SELECTED EXTRACT
A labyrinth is a symbolic journey ... but it is a map we can really walk on, blurring the difference between map and world.
Rebecca Solnit, Wanderlust
The Rainbow Way takes the form of a labyrinth. A winding, circuitous path taking us into the center, and out again.
Labyrinths have been used for thousands of years around the world as symbols of the spiritual journey, as meditative tools, and for healing.
At first glance a labyrinth resembles a maze, as both are made of winding paths. But there is a vital difference. Mazes have dead ends, and wrong turns, whereas a labyrinth has just one path leading into the center and out again. Unlike the maze, which is there to trick us into going the wrong way, all the labyrinth requires of us is trust as we follow the path, step by step, following our intuition. Although walking a labyrinth might feel like we are going round in circles, getting nowhere, in fact, we are always moving on through: we cannot lose our way.
The labyrinth is the perfect symbol of, and guide to, our journey as creative mothers. Though it may be new to you now, it will become familiar over the course of the book. If it is already familiar I guarantee that you will gain new insight into it.
Labyrinths come in many shapes and forms, from the simplest spiral path, to a complex rose-shaped Chartres labyrinth. Though they can have different numbers of paths (circuits) and take different forms, the anatomy of the labyrinth is innately simple. They share the same unique features – one entrance, one path leading in and out, spiraling from the entrance to the center.
When I had finished the first draft of this book, having already named it The Rainbow Way, a dear friend who was reading it through asked me: "If you were to create a visual map of the creative journey, what would it look like?"

DATA FOR THIS EXERCISE
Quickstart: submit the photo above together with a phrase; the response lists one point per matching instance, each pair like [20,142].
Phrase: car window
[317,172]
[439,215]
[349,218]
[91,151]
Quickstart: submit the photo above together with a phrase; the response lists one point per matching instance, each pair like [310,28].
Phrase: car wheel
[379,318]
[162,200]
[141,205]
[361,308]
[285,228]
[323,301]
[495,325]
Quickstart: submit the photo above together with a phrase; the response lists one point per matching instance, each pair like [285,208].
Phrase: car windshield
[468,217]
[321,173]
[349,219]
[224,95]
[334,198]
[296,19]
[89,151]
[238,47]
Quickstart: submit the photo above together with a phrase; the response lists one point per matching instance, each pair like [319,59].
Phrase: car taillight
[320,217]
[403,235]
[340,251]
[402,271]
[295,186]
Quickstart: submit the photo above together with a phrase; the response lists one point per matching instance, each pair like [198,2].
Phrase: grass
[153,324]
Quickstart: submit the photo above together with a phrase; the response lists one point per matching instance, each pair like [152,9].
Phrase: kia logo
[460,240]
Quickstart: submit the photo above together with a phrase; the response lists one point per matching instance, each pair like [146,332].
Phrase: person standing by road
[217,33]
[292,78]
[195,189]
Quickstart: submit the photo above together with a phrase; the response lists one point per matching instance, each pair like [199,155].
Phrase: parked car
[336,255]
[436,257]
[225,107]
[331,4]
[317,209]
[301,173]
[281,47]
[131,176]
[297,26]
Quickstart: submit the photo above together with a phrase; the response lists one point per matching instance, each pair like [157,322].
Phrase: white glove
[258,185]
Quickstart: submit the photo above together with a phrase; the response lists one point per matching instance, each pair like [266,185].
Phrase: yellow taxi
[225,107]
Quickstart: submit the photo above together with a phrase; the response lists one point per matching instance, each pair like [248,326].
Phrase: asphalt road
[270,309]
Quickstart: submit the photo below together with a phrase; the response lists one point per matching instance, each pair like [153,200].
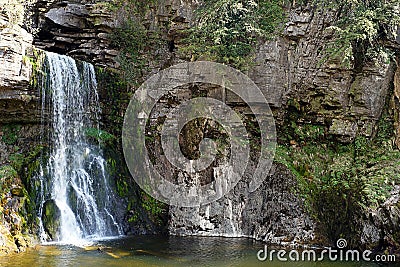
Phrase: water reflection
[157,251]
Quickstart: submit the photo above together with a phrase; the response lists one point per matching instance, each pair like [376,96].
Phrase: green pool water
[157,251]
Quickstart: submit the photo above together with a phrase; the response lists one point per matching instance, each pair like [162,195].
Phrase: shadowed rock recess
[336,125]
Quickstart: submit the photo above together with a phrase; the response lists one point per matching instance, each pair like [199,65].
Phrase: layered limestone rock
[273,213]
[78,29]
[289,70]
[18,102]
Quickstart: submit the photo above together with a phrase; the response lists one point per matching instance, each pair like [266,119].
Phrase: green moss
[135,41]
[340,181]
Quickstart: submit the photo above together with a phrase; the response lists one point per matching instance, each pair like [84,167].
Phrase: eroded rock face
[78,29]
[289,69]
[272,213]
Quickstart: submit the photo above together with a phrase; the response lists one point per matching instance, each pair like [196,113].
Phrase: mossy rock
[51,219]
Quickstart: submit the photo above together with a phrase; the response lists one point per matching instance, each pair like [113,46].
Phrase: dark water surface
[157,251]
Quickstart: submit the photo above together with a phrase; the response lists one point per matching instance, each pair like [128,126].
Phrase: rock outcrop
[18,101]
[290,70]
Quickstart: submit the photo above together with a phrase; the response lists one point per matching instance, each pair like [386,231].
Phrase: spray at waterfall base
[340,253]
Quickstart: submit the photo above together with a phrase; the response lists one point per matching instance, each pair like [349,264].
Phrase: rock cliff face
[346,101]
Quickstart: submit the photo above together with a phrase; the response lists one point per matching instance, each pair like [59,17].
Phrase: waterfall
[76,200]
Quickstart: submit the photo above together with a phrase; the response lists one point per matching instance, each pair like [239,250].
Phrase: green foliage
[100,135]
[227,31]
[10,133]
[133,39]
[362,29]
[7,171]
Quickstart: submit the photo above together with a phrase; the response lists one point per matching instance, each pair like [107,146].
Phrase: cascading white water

--

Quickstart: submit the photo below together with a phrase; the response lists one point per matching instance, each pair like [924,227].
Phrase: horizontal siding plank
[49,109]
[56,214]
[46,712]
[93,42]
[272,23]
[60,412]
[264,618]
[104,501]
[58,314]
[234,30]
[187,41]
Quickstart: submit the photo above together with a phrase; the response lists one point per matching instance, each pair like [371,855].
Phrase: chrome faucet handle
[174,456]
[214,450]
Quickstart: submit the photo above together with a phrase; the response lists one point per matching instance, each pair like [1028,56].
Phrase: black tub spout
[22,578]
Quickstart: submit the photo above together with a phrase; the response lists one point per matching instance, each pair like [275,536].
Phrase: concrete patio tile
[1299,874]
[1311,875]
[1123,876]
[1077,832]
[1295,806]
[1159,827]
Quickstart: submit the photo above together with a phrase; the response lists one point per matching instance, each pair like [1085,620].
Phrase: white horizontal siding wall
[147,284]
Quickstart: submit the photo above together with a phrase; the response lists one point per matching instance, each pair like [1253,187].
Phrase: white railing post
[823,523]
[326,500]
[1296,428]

WORK TO DO
A. Pull out every line of the records that contains the string "white", treating uppercase and lowercase letters as different.
B. Carry on the passage about labyrinths from the point where it stops.

RESPONSES FOR EACH TASK
A.
Phrase: white glove
Phrase: cascading white water
Phrase: white horizontal siding wall
Phrase: white railing post

B.
I puzzled about this all afternoon, desperately trying to logically figure out: what does the creative journey look like? And then as I was leaving my studio that evening, my eye fell upon the picture of a seven-circuit labyrinth that I had drawn some months earlier at a workshop I was teaching. Seven spiraling circuits colored red, orange, yellow, green, blue, indigo and violet. One for each of the body's energy chakras. There it was, staring me in the face: the Rainbow Way! Of course! It suddenly all fell into place. This was my map, which had been sitting quietly on my altar of inspiration, waiting to be discovered! This image which I had been drawn to for years. That I had been teaching for years. This symbol which represented the spiritual path. That I had used to teach women about the journey of birth. It had been there all along. Waiting for me!
I could not believe it had never occurred to me before. And later, during my final editing, it was waiting for me again as confirmation that this was indeed the right path. Reading Sue Monk Kidd's life-changing book, The Dance of the Dissident Daughter, she discusses in great length the central role of the labyrinth and its myth in women's awakening to themselves.
Please remember ...
Whether you identify with the archetype of the Creative Rainbow Mother or not, whether you "get" labyrinths or not makes little difference. They are merely conceptual frameworks for explaining and exploring the intangible concepts of creativity and women's experiences. Please do not get hung up on them. If they work for you, as they have for me, and scores of other women, then I am delighted, if not, then allow your mind to scoot over the terms, rather than block your way. I would ask you to stay open to possibility, to the unknown. Stay curious and receptive to the unfamiliar. That, after all, is the royal road of creativity.
Walking the Way your way
Feel yourself being quietly drawn by the deeper pull of what you truly love.
This book echoes the creative process it talks about – spiraling in from my personal story, to those of other creative mothers, to those creative heroines, to the archetype of the Creative Rainbow Mother herself and back out again.
It is divided into two parts. The first gives voice to the experience and struggles of being a creative mother. The second focuses on the creative process itself and how you can integrate this into motherhood. Right at the center is a powerful initiation onto the Rainbow Way.
Each step along the way is explained, the voices of other women shared, and exercises – both reflective and creative – allow you to explore the topics and further integrate the lessons into your daily life and creative practice.
They will help you to identify your own blocks, passions, needs and priorities. They should also churn up lots of useful material for further personal creative projects and help you to start getting back into your creative zone, by offering guidelines for simple but meaningful creative projects, which are accessible to you whatever your skill level.
Each chapter should stand alone and give you guidance, inspiration, creative mother's voices and practical tools on the topic you need, when you need it. You can turn to a chapter on getting unstuck or creating with your children, and it can work for you that way.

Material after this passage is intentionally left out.